> **Work to complete**: Please rewrite everything from the line containing "Task: pin the child's face" down to the line containing "point(875, 435)", changing "tote bag" to "shoulder bag" and leaving the rest of those lines as they are.
....................
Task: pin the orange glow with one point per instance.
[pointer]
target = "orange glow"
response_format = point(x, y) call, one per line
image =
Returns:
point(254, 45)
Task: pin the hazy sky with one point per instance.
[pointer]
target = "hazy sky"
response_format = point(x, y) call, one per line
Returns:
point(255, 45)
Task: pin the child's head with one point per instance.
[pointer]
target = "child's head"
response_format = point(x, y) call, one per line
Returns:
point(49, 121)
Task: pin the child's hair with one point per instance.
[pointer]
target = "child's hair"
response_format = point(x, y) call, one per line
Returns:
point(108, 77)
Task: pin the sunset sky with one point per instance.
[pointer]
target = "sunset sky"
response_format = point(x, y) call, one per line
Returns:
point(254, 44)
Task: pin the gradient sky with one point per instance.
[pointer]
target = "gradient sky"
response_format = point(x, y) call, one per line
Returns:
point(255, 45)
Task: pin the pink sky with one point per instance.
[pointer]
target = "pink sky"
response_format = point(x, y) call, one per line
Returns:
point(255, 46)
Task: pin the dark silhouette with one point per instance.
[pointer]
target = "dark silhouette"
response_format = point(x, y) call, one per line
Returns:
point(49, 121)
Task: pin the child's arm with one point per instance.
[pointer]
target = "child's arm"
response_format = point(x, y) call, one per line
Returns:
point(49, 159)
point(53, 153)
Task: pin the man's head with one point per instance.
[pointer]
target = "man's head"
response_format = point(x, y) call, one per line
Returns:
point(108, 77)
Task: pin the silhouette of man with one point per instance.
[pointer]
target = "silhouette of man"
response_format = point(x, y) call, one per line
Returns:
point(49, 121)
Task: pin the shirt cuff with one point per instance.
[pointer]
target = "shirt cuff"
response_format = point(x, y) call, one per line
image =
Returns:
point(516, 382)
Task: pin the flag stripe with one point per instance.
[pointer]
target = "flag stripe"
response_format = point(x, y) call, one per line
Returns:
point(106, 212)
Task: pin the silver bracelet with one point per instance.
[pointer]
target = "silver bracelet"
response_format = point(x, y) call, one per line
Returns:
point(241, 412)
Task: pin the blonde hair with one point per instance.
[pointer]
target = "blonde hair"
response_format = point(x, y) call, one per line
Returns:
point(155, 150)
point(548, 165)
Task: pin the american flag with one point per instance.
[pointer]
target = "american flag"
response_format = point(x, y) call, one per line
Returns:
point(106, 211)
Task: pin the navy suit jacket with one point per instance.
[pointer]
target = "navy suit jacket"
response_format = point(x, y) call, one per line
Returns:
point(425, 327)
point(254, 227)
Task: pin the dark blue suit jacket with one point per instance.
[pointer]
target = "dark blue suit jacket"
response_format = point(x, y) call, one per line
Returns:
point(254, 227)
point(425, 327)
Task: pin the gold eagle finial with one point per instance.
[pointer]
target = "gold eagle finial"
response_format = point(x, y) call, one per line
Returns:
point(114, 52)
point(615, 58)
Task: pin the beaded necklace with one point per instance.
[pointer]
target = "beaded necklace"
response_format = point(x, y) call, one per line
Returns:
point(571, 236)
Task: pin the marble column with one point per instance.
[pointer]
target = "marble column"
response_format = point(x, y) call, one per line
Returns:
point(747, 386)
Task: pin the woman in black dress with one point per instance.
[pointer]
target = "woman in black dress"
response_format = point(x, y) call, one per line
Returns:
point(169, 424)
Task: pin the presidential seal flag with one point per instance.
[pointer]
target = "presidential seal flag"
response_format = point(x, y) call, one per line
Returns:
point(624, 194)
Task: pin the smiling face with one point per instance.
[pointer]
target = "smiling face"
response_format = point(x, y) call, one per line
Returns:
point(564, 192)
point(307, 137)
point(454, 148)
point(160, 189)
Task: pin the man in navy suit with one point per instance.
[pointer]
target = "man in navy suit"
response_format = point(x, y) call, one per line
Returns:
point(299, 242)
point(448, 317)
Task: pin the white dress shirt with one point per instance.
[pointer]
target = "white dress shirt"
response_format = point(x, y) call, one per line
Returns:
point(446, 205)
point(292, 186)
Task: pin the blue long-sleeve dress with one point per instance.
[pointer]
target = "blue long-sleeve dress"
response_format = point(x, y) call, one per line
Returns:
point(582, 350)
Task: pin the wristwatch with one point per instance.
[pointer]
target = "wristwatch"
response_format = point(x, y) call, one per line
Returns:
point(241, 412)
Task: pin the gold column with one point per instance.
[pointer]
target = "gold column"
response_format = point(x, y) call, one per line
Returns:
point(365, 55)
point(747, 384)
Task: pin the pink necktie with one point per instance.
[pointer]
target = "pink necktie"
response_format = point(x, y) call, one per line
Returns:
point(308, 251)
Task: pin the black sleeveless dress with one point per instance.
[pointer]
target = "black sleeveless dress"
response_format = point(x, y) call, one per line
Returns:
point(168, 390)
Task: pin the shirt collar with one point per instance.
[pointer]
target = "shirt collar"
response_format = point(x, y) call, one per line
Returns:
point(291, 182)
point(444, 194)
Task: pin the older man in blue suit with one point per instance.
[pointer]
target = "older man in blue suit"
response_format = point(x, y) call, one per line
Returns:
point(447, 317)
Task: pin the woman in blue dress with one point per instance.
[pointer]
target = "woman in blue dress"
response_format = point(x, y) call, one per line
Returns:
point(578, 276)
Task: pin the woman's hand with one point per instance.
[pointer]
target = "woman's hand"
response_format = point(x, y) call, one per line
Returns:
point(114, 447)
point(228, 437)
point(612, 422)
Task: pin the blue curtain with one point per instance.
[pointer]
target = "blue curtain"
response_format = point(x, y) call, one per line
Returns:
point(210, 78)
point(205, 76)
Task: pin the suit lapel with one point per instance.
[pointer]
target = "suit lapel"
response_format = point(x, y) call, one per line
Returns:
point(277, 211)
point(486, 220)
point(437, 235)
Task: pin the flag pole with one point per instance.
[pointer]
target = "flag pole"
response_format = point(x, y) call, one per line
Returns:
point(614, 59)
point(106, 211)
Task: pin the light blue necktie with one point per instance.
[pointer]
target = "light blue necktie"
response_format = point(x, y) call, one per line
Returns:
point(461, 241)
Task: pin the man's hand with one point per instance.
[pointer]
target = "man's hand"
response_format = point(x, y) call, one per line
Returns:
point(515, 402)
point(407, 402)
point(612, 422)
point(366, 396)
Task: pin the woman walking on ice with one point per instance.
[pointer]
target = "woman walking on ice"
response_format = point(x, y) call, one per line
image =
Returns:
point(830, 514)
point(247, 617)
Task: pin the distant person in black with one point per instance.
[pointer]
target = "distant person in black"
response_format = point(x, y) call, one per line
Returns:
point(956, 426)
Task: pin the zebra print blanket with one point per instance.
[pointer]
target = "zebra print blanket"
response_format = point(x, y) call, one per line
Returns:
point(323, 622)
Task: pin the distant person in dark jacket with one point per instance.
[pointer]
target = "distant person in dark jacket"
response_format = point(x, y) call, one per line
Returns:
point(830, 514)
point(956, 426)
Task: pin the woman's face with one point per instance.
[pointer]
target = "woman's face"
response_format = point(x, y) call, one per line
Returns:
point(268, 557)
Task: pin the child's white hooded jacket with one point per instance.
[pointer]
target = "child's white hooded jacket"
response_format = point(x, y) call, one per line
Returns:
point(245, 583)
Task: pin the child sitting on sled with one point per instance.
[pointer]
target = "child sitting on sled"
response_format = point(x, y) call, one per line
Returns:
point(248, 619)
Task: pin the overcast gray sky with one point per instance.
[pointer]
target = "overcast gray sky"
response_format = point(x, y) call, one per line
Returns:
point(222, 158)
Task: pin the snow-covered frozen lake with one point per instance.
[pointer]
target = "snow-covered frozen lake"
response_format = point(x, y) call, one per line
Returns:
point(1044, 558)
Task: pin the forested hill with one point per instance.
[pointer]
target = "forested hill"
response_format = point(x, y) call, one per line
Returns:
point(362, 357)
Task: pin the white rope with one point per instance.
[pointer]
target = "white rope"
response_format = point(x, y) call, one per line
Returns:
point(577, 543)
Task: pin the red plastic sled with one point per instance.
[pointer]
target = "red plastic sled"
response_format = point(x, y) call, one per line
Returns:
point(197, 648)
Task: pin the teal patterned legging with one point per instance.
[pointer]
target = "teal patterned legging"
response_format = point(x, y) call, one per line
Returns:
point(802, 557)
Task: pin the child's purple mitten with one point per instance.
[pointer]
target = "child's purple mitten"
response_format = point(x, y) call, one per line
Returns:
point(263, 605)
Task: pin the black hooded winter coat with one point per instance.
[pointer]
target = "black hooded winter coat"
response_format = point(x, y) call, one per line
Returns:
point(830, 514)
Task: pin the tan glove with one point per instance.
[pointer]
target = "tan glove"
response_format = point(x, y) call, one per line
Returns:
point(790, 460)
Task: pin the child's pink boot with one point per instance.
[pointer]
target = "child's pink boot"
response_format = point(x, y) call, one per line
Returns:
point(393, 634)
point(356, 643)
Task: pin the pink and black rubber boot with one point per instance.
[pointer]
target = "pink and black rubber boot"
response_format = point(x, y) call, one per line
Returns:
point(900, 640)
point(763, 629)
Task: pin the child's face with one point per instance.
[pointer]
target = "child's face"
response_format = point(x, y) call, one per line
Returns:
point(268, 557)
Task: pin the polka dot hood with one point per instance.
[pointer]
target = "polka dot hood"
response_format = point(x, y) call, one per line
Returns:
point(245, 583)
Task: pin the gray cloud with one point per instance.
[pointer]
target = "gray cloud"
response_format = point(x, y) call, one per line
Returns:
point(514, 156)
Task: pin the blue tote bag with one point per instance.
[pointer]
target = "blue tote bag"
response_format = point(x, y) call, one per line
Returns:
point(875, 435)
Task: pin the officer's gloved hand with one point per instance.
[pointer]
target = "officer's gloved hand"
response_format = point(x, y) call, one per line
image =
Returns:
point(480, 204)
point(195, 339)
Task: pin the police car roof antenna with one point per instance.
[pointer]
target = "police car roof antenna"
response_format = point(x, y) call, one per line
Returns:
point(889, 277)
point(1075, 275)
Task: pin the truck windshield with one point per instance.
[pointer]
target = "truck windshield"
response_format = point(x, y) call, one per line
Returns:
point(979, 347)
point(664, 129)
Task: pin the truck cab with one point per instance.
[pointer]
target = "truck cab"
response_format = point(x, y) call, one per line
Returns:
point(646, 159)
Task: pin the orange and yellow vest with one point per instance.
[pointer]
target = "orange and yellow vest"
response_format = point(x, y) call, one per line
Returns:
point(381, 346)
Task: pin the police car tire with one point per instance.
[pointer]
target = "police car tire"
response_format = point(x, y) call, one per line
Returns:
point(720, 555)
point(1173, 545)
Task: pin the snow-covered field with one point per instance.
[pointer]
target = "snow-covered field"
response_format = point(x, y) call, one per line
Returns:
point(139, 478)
....................
> **Answer to this problem**:
Task: pin the child's face with one point per instance.
[pointer]
target = "child's face"
response_format = point(x, y) call, one per line
Returns:
point(268, 557)
Task: pin the polka dot hood with one point per instance.
[pointer]
target = "polka dot hood"
response_format = point(x, y) call, one per line
Returns:
point(245, 583)
Task: pin the gray cloud with one point per instance.
[pointer]
target = "gray cloud"
response_format = point(x, y) call, one per line
Returns:
point(514, 156)
Task: pin the blue shoulder bag with one point per instance.
[pointer]
target = "blue shoulder bag"
response_format = point(x, y) call, one per line
Returns:
point(875, 435)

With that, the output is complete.